Texto para leitura »
/---
Acontece que um dos desastres provocados pela crise hídrica tem sido a despolitização do problema. Não causa espanto a crise ocorrer em uma cidade tropical [São Paulo] com alto índice pluviométrico. E a velha questão da turbulenta relação entre população e recursos naturais volta à tona.
Esse argumento provocado pelos prefeitos afetados pela crise da água — a escassez vai provocar violência — segue a tônica daquele construído pelo padre inglês Thomas Malthus [1766-1834]. O aumento da população leva ao esgotamento dos recursos. A terra não poderia prover o necessário para o consumo crescente: enquanto gente cresce de maneira geométrica, a terra provê em aumento aritmético. Uma verdade despolitizada que constitui a linha geral da catástrofe Malthusiana – agora, pretendem uns, do caso paulistano.
Marx [Karl Marx, 1818-1883] respondeu Malthus. Trouxe mais problemas pra mesa para contrapor essa “verdade”. Problemas sociais, econômicos, históricos. A produção de desigualdades. Ao desconsiderar as relações sociais de exploração e de concorrência que produziram fome — em São Paulo, a falta d’agua —, Malthus, assim como a prefeitura de São Paulo, o governo e grande parte da imprensa percebem um resultado da operação de leis inexoráveis da natureza. Culpa da chuva ou de um santo (Pedro). Mas não: é o problema da acumulação de capital e do jogo político.
É o capitalismo.
Apesar de Marx ter respondido ao argumento, ele se reconstruiu com o neomalthusianismo. O artigo do ecólogo Garrett Hardin, publicado em 1968, reconstruiu a “tragédia” dos recursos naturais. Escreveu ele que o “problema” da população e dos recursos não teria solução técnica, mas precisaria de uma extensão moral [do cidadão] — igualmente despolitizada.
O geógrafo britânico David Harvey respondeu a Hardin em 1974. Utiliza novamente Marx contra o argumento neomalthusiano e aponta o problema da “ideologia das ciências”, a “neutralidade da ciência”.
\---
Linhas de anotações de caixas:
/---
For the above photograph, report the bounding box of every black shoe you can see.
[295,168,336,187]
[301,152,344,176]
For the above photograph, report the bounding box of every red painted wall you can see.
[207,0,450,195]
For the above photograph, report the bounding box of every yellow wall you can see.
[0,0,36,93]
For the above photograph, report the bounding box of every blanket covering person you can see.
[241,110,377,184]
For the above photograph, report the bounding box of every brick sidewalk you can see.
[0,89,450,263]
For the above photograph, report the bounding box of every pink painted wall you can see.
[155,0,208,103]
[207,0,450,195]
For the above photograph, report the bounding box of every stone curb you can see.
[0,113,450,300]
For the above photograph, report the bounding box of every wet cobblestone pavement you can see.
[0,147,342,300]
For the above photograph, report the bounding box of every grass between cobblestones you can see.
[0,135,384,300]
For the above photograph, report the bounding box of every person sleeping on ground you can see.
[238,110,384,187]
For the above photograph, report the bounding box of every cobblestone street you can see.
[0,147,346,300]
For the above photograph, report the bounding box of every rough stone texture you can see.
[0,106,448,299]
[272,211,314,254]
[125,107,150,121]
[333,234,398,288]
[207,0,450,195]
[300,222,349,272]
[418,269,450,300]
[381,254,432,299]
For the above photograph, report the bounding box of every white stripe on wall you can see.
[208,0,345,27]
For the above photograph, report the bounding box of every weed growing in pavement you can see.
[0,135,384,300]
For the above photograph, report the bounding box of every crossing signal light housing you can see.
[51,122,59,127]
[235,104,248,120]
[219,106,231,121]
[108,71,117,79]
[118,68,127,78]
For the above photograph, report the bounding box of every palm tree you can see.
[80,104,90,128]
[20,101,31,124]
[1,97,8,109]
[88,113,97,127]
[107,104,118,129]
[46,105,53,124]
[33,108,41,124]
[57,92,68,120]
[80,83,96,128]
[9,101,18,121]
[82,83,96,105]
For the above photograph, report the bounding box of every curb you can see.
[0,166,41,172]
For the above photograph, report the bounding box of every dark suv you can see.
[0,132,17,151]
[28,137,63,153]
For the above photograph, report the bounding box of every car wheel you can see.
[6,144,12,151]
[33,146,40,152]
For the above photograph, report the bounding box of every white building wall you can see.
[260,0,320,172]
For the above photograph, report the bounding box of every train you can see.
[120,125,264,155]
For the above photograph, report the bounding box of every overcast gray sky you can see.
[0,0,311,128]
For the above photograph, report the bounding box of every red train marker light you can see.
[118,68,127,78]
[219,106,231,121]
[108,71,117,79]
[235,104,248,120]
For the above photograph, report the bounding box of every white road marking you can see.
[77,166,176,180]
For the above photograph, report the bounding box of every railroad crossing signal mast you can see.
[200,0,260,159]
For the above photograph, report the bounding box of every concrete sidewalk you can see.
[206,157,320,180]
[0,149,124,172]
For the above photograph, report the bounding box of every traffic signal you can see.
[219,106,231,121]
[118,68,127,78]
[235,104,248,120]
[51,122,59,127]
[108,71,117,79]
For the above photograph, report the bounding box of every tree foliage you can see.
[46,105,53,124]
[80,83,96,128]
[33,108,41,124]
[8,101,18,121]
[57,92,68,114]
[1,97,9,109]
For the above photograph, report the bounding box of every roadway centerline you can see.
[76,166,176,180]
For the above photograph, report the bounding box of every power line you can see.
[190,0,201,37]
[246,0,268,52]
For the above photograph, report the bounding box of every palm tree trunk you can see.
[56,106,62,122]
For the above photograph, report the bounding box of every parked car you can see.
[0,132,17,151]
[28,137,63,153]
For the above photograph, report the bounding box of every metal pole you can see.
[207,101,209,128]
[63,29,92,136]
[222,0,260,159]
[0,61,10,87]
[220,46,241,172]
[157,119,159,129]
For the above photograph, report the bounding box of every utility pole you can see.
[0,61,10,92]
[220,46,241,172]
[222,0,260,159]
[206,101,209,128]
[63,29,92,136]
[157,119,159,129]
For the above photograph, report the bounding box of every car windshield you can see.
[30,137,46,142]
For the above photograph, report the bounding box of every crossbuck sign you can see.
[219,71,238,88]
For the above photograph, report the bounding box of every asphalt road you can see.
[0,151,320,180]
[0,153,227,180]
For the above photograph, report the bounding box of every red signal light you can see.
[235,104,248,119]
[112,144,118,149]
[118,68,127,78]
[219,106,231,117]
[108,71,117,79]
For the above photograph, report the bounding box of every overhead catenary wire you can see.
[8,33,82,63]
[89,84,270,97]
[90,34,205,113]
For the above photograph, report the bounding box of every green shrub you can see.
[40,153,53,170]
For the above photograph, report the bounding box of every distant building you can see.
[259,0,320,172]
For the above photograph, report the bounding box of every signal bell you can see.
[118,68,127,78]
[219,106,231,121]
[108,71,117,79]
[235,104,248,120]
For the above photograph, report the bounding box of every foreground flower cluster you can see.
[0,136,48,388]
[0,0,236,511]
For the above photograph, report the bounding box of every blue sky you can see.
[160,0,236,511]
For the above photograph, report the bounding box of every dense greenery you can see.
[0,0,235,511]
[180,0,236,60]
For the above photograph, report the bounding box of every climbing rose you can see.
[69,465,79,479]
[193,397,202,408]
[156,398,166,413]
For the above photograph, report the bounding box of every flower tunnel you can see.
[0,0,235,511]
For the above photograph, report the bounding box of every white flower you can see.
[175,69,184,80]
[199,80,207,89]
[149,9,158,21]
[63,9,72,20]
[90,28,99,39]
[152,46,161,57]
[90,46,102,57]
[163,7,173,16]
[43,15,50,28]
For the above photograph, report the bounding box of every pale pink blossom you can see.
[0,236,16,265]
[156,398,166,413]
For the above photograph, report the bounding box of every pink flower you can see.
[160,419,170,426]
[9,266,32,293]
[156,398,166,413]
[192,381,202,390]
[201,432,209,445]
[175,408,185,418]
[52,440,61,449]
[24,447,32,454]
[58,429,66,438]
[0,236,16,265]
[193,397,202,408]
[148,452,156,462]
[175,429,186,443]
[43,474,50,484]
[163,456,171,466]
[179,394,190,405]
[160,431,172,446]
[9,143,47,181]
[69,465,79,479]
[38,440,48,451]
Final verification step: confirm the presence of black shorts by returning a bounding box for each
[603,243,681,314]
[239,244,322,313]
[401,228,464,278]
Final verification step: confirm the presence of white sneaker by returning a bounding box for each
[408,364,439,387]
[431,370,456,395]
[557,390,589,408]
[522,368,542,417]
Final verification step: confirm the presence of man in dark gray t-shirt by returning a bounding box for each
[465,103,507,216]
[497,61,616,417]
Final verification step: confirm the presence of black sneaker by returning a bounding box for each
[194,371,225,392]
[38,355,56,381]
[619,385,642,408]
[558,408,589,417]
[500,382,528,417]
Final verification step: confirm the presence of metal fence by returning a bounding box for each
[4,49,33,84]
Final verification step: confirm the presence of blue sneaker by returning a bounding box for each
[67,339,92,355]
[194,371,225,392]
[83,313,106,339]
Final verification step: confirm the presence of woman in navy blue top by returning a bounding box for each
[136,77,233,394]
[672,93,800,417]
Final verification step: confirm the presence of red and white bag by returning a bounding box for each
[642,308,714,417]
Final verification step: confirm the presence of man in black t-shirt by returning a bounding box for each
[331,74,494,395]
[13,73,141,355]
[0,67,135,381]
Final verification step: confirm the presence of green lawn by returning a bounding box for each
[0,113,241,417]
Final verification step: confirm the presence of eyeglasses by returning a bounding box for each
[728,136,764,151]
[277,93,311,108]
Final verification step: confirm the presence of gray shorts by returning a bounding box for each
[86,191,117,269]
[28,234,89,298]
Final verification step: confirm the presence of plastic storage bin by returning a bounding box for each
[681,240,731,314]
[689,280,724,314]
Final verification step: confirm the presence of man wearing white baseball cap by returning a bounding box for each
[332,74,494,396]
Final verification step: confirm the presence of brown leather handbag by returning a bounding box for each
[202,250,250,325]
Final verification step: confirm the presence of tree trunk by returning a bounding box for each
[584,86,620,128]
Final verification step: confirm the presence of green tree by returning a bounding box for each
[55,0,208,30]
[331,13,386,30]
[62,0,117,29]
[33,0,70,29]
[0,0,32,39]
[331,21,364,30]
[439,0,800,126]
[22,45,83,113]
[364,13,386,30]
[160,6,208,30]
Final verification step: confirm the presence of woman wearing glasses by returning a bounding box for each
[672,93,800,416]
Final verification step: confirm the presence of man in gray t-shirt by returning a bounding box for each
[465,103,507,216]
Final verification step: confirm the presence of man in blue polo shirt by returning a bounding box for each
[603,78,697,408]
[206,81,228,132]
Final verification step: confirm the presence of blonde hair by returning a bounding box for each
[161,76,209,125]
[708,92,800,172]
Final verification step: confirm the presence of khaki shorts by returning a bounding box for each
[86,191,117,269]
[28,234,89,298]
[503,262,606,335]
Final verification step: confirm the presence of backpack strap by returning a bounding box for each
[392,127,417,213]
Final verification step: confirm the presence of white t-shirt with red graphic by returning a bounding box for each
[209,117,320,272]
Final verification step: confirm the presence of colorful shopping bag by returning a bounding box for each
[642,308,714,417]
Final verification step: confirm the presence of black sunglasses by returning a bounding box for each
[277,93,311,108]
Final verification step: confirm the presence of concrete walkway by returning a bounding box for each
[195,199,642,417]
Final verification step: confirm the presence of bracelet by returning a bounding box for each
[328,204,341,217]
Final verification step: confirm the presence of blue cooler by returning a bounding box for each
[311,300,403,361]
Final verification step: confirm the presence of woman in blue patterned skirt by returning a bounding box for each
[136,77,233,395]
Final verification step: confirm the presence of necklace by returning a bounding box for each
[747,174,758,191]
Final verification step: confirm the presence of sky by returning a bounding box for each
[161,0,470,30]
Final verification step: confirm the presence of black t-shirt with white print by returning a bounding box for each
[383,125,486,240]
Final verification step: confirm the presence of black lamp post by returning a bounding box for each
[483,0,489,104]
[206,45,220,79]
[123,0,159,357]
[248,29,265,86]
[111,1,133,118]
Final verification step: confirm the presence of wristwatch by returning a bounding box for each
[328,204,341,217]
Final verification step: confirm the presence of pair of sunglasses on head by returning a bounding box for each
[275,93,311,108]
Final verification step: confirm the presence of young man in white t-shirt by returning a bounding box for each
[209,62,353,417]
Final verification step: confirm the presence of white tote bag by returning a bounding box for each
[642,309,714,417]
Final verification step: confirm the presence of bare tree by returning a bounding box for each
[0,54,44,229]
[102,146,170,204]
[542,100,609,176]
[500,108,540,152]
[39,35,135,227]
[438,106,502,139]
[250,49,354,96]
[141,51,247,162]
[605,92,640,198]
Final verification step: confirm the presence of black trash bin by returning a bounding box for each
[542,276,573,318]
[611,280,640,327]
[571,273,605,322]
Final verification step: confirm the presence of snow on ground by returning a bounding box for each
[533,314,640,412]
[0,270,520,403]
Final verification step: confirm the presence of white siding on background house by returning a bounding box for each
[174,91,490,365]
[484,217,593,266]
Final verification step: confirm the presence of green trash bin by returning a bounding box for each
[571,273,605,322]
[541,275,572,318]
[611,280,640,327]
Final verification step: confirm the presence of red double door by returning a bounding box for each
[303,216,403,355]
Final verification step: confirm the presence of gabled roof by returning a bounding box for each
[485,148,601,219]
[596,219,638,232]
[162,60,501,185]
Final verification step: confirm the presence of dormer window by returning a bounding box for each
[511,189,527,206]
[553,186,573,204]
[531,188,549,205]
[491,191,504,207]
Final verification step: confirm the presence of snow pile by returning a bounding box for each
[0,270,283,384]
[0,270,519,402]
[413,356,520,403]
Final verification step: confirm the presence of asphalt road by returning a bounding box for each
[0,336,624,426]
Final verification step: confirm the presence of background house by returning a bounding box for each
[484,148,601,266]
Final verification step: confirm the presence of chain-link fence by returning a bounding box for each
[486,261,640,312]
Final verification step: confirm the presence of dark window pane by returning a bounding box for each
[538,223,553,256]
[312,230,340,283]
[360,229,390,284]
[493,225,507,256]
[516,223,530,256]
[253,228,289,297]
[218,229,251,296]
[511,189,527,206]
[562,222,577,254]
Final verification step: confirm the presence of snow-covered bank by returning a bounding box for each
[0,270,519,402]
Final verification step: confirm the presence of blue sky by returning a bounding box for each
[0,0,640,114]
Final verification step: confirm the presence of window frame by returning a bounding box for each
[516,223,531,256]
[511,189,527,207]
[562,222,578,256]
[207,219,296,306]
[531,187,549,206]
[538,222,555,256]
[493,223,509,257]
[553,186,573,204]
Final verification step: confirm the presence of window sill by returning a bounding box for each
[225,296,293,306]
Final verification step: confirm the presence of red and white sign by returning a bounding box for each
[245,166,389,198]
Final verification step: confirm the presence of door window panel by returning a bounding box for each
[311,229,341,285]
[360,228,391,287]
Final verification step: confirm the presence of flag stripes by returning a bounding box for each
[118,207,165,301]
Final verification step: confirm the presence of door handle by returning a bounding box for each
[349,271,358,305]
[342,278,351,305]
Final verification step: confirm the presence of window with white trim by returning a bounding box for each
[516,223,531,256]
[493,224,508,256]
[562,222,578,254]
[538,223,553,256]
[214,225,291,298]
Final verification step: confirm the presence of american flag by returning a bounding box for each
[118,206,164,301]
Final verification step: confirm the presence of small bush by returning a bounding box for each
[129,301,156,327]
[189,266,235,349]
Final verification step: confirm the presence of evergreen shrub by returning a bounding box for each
\---
O que fazer »
1) Diga se cada afirmação abaixo está de acordo com o texto sobre a crise hídrica, respondendo sim ou não e citando as palavras do texto que decidem: (a) O artigo de Garrett Hardin saiu em 1968. (b) David Harvey usou Malthus para responder a Hardin. (c) Para Hardin, o problema da população e dos recursos teria solução técnica.
2) Dê a continuação do texto sobre a crise hídrica, começando logo depois da última frase.

Respostas do exercício »
1)
(a) Sim: “O artigo do ecólogo Garrett Hardin, publicado em 1968”.
(b) Não: “Utiliza novamente Marx contra o argumento neomalthusiano”.
(c) Não: “não teria solução técnica, mas precisaria de uma extensão moral”.

2)
“Ao fundamentar o problema a partir da superpopulação”, escreve Harvey, “muitos analistas fazem um contive à política da repressão que, invariavelmente, parece estar relacionada ao argumento Malthusiano, quando as condições econômicas são tais que tornam esse argumento extremamente atrativo para a classe dominante”.
Ou seja: porrada nos pobres. PM e Rota [Rondas Ostensivas Tobias Aguiar, o batalhão de choque paulistano] contra “a violência” da exclusão ou da subcidadania. Contra os “saques” — não o do agronegócio, mas o do desesperado em busca de água. Não o saque das mineradoras e das indústrias, mas dos trabalhadores sem água para sobreviver.
É o que se desenha em São Paulo. Esqueça que o agronegócio consome dois terços da água. Que a indústria beba talvez 20%, até 30%. E as residências, menos de 10%. Ainda assim, devemos esquecer as piscinas nos Jardins, no Morumbi, o banho na calçada, o banho no SUV [Sport Utility Vehicle], os quatro banheiros da casa. Foque a atenção no chuveiro elétrico da periferia comprado em prestações: é este o elemento “violento” que vai sofrer na mão da PM.
Nos anos 1990 (auge neoliberalismo), a suspeita de que a escassez de recursos poderia provocar conflitos violentos no âmbito internacional ganhou um novo suspiro, notadamente pelo grupo do canadense Thomas Homer-Dixon. Publicou livros, organizou seminários, treinou pesquisadores para dizer que, com o alerta de que recursos naturais vão acabar em decorrência do aumento da população, um Mad Max [filme de 1979, em que uma gangue de motoqueiros vandaliza uma cidade do interior da Austrália, em um futuro de falência do Estado] global vai ser instaurado. Renovou Malthus no seio do neoliberalismo. Tratou de sempre deixar de lado o contexto sócio-político, histórico e econômico, e atribuir à natureza a causa de conflitos sociais.
A resposta veio por um grupo de pesquisadores em Berkeley, Nancy Peluso e Michael Watts. Organizaram um seminário e publicaram um livro, Violent Environments [algo como Meio Ambiente Violento ou Condições Violentas] (2001), no qual, com fundamento na economia política e relações sociais, respondiam a Homer-Dixon.
O trabalho desenha a violência como um fenômeno conectado com processos amplos de transformações materiais e relações de poder.
Com a crise climática global tendo ascendido, renovou-se a dinâmica entre população e recursos, com o uso de Malthus, ou um exame, de cunho marxista, levando-se em conta as dinâmicas locais, as relações de poder e as transformações materiais.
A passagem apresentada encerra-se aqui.